====== DATA ======
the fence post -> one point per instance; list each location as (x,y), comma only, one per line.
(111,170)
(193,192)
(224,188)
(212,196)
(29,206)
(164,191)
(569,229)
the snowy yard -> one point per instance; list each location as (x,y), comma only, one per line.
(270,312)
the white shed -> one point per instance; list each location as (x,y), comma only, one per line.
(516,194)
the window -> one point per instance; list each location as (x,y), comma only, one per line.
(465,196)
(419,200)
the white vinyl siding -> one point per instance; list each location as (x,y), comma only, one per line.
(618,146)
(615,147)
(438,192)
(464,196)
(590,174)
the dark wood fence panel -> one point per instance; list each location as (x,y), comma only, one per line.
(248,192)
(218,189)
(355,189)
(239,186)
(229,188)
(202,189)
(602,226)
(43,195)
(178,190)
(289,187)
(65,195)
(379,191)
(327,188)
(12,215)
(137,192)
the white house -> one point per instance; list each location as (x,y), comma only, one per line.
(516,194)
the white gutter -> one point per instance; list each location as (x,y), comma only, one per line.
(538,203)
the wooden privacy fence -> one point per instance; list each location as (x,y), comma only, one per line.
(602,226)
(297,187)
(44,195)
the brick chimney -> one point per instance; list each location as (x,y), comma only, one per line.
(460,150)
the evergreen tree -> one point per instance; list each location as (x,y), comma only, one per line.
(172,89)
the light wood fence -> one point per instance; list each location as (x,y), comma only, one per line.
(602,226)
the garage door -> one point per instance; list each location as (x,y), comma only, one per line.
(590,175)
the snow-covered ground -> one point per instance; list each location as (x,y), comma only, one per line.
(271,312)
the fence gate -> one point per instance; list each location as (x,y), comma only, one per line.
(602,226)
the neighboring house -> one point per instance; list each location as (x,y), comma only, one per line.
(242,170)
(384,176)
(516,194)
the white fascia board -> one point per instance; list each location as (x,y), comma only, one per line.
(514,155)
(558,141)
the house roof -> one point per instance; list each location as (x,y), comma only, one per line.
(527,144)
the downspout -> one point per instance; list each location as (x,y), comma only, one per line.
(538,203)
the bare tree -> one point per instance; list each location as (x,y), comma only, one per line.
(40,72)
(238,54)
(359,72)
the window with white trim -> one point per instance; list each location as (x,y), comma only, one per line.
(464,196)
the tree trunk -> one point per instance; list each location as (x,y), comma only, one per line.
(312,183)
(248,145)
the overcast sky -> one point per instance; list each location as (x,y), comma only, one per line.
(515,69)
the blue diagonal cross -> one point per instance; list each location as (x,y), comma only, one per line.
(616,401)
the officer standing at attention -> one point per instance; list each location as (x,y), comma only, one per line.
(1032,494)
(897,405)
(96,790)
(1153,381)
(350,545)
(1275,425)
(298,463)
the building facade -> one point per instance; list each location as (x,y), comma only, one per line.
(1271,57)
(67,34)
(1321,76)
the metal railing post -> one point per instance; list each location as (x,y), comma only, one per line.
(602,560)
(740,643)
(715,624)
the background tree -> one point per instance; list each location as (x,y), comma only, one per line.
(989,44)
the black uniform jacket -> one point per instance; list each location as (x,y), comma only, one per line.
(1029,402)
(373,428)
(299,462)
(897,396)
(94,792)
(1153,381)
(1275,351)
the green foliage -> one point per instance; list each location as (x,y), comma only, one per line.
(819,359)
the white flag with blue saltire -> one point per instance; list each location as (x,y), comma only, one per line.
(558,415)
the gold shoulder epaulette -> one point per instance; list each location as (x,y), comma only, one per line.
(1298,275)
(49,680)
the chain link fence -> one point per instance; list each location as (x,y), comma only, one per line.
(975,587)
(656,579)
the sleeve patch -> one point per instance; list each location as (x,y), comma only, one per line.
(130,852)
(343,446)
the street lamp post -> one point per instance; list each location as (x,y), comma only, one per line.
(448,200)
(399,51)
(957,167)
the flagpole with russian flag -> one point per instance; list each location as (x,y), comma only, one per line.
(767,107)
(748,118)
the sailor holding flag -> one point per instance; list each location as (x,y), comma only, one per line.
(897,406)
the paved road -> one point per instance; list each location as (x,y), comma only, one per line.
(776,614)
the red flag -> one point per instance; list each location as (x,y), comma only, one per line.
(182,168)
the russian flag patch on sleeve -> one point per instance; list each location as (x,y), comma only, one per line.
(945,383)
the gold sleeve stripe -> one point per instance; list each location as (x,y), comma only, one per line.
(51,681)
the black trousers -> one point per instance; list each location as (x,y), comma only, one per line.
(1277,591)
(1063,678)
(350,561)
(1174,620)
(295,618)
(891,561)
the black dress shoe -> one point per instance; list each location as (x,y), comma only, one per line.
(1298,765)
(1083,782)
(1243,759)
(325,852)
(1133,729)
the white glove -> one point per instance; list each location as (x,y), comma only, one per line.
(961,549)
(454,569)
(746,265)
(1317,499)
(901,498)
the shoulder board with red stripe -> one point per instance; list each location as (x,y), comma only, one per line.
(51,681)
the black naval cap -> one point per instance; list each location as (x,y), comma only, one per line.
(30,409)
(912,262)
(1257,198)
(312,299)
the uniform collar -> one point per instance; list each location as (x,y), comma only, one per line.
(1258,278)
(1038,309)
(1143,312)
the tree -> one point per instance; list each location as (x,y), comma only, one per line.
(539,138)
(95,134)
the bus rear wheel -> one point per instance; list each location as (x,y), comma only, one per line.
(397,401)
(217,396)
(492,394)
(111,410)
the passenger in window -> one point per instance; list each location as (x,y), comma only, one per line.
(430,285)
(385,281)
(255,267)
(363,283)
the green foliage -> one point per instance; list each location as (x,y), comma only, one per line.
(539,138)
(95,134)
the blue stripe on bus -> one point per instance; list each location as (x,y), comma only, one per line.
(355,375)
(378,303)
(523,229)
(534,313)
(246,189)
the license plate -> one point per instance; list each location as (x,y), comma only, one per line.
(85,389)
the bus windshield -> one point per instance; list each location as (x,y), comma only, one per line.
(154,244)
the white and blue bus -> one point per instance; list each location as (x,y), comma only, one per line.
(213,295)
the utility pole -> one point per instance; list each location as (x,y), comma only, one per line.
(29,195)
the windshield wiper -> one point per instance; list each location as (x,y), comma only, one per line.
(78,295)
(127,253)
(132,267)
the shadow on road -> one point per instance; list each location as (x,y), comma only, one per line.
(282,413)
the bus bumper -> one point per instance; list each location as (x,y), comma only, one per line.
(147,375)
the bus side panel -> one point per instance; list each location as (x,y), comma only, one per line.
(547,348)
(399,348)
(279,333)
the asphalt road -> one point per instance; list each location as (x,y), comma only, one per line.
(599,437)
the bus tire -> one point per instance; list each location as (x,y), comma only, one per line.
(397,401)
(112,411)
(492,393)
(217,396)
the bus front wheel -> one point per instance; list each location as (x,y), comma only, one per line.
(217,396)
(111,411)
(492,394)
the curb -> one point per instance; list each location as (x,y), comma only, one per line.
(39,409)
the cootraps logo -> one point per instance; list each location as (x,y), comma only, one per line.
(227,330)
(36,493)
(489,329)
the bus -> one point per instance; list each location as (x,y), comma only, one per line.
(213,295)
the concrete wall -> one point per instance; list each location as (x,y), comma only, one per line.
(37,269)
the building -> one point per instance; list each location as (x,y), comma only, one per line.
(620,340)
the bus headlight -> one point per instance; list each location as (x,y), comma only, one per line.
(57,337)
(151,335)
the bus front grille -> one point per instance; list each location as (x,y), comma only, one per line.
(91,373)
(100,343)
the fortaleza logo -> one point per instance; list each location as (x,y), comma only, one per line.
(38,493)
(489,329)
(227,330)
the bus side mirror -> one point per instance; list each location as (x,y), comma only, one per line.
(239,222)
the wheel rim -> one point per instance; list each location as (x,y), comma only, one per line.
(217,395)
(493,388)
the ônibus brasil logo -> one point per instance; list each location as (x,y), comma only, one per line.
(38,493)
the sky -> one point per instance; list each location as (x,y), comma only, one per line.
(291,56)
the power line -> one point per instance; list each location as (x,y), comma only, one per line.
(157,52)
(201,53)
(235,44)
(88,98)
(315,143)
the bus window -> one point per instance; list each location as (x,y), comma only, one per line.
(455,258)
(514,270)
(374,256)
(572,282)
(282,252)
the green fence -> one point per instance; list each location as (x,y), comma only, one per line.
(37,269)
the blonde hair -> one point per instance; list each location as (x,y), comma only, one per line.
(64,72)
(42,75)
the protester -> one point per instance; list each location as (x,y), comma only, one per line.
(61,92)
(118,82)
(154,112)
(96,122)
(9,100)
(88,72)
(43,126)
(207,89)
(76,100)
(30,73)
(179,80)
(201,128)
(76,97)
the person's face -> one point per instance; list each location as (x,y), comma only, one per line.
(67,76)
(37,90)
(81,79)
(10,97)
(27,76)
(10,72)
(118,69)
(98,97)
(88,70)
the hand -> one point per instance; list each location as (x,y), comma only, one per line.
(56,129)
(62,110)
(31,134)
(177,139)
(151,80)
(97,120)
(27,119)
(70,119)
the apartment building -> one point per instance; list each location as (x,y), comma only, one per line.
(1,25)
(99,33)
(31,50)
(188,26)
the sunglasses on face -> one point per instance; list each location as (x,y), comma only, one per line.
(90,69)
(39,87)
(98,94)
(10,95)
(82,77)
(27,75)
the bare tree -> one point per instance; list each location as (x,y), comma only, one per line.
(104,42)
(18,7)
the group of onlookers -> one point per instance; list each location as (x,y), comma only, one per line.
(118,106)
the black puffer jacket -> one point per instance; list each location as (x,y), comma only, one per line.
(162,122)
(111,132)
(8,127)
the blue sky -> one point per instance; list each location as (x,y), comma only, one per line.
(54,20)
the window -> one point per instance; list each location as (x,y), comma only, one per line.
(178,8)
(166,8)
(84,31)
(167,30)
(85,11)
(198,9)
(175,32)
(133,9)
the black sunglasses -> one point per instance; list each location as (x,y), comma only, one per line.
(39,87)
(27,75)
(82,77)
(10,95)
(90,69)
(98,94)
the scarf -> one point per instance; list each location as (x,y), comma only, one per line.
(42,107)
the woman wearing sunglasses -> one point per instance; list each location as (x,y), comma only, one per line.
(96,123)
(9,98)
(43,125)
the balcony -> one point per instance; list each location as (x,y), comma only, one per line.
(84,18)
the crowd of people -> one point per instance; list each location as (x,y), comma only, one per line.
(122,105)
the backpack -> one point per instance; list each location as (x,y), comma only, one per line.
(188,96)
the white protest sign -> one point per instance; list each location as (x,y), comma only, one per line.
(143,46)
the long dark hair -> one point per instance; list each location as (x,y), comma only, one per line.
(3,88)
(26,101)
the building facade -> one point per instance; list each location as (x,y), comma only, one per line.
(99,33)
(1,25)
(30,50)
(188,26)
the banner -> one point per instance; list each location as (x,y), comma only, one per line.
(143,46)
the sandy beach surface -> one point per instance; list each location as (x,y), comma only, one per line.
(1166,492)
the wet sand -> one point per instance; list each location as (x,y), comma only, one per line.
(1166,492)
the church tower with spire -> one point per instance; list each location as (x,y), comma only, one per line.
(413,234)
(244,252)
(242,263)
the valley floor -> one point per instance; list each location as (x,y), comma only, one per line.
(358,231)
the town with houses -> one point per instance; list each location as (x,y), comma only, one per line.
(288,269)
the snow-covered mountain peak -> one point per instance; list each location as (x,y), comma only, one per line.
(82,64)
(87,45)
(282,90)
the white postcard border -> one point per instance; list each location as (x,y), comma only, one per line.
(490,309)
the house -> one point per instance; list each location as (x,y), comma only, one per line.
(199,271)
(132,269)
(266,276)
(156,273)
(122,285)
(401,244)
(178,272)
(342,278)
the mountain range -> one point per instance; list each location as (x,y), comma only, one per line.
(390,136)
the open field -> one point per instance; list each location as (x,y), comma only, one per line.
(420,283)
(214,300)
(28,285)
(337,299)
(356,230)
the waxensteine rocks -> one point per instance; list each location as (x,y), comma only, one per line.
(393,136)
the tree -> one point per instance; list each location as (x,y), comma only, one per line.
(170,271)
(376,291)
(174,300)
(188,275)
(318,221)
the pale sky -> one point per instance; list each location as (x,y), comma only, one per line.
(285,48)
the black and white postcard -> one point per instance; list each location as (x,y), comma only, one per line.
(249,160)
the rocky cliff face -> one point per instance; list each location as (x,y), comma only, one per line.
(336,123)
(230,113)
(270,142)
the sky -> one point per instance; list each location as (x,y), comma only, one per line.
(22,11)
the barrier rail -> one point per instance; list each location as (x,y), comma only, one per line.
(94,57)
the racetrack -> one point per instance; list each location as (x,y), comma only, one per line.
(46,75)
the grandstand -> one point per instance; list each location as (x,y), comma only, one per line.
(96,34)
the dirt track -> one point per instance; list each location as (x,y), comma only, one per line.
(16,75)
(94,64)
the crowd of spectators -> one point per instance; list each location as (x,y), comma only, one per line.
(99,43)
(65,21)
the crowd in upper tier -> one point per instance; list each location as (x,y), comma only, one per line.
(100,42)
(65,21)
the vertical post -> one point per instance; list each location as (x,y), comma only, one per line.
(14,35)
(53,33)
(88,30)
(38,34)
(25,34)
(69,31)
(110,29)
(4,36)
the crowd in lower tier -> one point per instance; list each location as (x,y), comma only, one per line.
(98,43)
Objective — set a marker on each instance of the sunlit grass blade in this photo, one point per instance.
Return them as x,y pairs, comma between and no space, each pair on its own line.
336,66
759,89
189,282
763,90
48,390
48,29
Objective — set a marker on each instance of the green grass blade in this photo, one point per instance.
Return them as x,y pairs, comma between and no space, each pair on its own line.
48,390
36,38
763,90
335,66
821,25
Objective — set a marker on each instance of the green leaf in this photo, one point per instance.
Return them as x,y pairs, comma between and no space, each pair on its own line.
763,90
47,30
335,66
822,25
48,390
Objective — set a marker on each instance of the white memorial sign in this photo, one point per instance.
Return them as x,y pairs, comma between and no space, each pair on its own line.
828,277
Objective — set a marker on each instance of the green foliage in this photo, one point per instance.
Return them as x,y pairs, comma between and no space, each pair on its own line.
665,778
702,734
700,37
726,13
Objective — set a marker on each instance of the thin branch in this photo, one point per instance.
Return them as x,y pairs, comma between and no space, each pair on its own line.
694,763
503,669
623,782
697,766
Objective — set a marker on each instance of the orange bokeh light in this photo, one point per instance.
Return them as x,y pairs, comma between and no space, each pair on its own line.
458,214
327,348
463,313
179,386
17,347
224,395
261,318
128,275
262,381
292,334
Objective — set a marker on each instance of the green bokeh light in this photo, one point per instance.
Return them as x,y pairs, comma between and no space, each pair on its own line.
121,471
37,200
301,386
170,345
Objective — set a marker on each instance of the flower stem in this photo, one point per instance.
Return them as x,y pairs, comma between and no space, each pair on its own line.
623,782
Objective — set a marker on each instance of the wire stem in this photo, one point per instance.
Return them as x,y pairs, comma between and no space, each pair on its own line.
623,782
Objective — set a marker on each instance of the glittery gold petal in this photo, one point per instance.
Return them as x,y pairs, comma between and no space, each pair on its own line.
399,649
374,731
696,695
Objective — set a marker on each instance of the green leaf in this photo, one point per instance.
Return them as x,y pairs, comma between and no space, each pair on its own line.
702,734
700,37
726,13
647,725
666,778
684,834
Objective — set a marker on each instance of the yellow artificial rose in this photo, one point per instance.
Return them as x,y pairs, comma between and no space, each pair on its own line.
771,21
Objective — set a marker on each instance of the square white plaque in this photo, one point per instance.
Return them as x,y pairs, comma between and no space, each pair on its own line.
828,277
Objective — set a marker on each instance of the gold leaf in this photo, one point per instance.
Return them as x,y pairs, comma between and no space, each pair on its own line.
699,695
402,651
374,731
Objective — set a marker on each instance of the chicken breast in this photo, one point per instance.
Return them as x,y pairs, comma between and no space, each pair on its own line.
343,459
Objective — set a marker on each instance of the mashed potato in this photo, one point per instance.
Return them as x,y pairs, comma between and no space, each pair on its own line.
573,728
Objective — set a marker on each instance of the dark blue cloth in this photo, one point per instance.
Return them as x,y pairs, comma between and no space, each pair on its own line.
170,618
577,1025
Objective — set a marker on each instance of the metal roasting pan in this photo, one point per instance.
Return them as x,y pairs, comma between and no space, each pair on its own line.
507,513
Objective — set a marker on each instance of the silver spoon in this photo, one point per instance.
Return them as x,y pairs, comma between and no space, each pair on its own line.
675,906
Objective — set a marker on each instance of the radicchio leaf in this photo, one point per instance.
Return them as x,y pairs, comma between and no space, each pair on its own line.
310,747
======
Copy every line in the data above that has the string "grass" in it.

→ OUTPUT FOR THIS EXERCISE
Objective — set a marker on each instance of the sunlit grass blade in this photo, one point per instance.
Objective — set a marker on each instance of the green grass blade in this photo, one point per instance.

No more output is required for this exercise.